Task objective: Rescale the items from the line containing "the dog's mouth" through the end of the items. Copy those lines again with the requests included, multiplying every point coordinate in the answers (not the numbers in the requests) by 0.4 and rounding to whole numbers, with halves rounded up.

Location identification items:
+===+
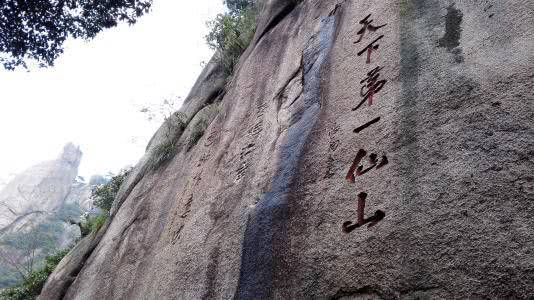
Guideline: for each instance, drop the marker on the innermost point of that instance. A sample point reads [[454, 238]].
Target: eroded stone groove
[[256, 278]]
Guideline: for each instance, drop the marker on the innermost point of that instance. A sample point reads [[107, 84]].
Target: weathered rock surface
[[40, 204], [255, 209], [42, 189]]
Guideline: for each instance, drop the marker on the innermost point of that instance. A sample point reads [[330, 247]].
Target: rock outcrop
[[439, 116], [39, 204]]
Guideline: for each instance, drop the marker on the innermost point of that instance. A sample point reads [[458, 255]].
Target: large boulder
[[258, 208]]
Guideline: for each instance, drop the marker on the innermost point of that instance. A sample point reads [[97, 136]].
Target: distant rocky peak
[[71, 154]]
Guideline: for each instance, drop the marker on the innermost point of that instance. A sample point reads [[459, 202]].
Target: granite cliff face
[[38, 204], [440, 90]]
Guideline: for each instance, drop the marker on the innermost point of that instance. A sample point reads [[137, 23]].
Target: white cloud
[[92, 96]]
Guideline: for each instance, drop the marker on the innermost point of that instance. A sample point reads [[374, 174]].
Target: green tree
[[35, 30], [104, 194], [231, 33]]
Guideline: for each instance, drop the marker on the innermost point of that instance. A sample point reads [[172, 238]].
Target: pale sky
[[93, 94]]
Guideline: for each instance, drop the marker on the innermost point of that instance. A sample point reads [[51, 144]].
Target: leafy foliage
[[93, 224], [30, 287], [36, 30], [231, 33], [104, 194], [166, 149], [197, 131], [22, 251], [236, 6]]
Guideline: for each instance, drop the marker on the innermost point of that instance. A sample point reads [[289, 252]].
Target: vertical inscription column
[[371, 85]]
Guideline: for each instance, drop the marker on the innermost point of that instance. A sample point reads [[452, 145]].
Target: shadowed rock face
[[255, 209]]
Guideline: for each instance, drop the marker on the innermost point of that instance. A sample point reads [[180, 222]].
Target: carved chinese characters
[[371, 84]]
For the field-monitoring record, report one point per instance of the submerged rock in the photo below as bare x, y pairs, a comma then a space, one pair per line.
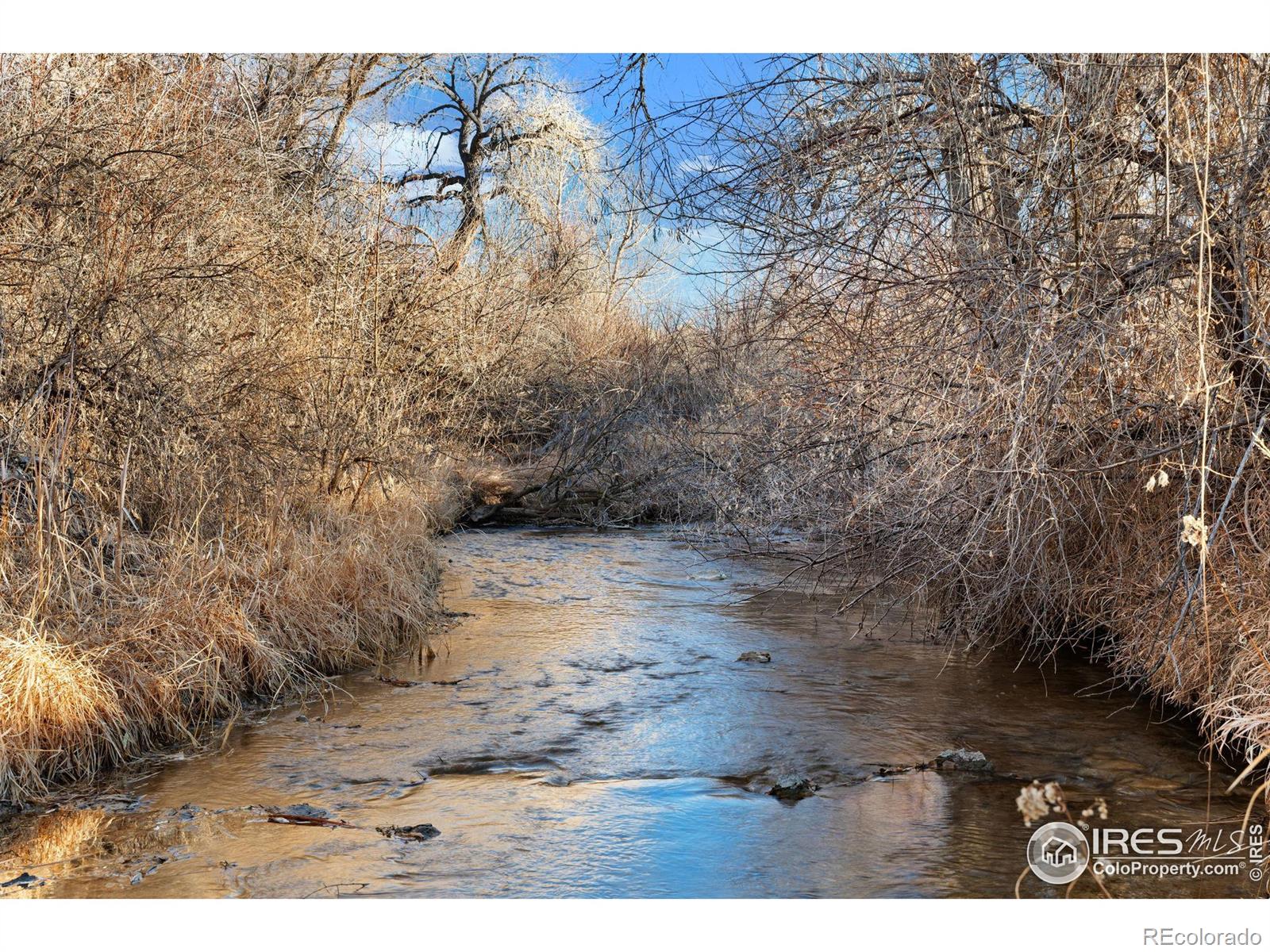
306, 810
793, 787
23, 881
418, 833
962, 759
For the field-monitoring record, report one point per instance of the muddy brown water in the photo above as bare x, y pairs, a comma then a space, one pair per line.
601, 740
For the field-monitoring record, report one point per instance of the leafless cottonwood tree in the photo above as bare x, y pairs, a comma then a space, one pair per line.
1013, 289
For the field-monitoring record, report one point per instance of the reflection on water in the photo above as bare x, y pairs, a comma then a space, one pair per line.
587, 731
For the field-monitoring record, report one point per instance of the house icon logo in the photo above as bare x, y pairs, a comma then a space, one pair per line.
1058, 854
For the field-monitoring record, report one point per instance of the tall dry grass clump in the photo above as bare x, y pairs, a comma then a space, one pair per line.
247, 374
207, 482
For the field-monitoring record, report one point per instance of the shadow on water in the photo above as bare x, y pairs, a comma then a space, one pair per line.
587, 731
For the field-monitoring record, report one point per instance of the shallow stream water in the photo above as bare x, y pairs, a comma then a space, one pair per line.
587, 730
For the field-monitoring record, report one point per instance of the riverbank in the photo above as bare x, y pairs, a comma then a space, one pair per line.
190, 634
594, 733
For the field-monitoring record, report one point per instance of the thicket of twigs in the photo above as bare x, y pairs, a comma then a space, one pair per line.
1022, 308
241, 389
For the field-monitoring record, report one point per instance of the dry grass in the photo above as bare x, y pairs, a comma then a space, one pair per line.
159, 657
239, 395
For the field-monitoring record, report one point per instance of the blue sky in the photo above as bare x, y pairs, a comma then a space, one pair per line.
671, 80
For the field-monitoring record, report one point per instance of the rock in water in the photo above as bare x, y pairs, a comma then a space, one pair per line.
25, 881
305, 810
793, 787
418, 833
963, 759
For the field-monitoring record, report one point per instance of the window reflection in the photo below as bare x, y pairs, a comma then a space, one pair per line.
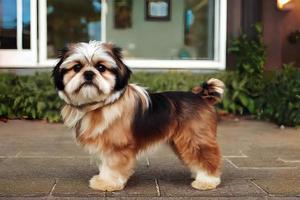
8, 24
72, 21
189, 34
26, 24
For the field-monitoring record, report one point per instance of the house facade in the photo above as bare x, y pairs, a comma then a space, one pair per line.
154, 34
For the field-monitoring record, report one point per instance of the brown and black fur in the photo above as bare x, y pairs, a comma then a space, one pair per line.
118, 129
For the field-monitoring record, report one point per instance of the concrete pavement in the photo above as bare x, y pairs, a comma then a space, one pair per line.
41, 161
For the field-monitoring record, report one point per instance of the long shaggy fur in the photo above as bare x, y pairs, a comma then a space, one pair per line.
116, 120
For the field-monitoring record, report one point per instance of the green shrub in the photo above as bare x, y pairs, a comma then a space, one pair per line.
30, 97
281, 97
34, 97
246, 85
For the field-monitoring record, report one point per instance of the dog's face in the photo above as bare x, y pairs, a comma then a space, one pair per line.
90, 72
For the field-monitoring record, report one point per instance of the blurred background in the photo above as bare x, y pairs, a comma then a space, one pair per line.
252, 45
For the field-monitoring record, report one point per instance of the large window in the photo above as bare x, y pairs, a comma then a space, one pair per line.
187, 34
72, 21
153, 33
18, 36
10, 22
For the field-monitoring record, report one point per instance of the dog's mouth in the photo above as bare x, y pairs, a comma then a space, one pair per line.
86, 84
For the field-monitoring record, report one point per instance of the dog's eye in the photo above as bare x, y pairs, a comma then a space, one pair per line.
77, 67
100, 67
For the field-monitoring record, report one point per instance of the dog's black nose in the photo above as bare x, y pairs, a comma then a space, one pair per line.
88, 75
+===+
Solution for this exercise:
For the field-monitoring record, report one point per instance of the dog's mouth in the photo above as bare x, y pairs, a comma then a space, one pair per line.
34, 34
For the field-monitoring record, report one point per instance of the dog's eye in the photo above as bare x, y pairs, a comma then a space, one pair per line.
31, 27
40, 27
For the field-monitoring record, report one point per instance of the dog's black nose in the photo above as bare x, y pairs, a comma then a space, one pair per line.
35, 30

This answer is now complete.